(A data block)
————————

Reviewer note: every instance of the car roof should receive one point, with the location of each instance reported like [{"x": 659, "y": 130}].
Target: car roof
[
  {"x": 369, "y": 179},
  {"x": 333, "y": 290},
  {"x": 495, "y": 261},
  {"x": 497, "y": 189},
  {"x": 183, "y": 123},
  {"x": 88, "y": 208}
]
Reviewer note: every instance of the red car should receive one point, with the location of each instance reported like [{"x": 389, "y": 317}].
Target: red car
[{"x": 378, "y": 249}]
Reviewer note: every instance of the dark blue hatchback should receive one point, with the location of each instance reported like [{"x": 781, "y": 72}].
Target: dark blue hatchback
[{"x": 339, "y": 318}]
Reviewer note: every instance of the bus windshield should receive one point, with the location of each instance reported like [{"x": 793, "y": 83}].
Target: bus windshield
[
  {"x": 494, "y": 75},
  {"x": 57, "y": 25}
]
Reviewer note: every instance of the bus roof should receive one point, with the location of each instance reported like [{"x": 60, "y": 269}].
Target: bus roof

————————

» Problem to work on
Reproduce the lines of the listing above verbatim, from the line containing "Reviewer note: every instance of the red" through the end of the listing, including both ends.

» Completed task
Reviewer note: every instance of the red car should receive one point, with the location of each instance reported like [{"x": 389, "y": 317}].
Target: red car
[{"x": 378, "y": 249}]
Reviewer note: every instance of the dark blue hatchback should receive one point, with the location of each instance reported like [{"x": 781, "y": 72}].
Target: dark blue hatchback
[{"x": 339, "y": 318}]
Reviewer note: every instance of the bus windshield should receive one point, with the location of each instance reported like [{"x": 793, "y": 83}].
Target: bus windshield
[
  {"x": 494, "y": 75},
  {"x": 57, "y": 25}
]
Reviewer note: every instance of the bus roof should receive one point, with the location of each instance reported like [{"x": 60, "y": 269}].
Target: bus roof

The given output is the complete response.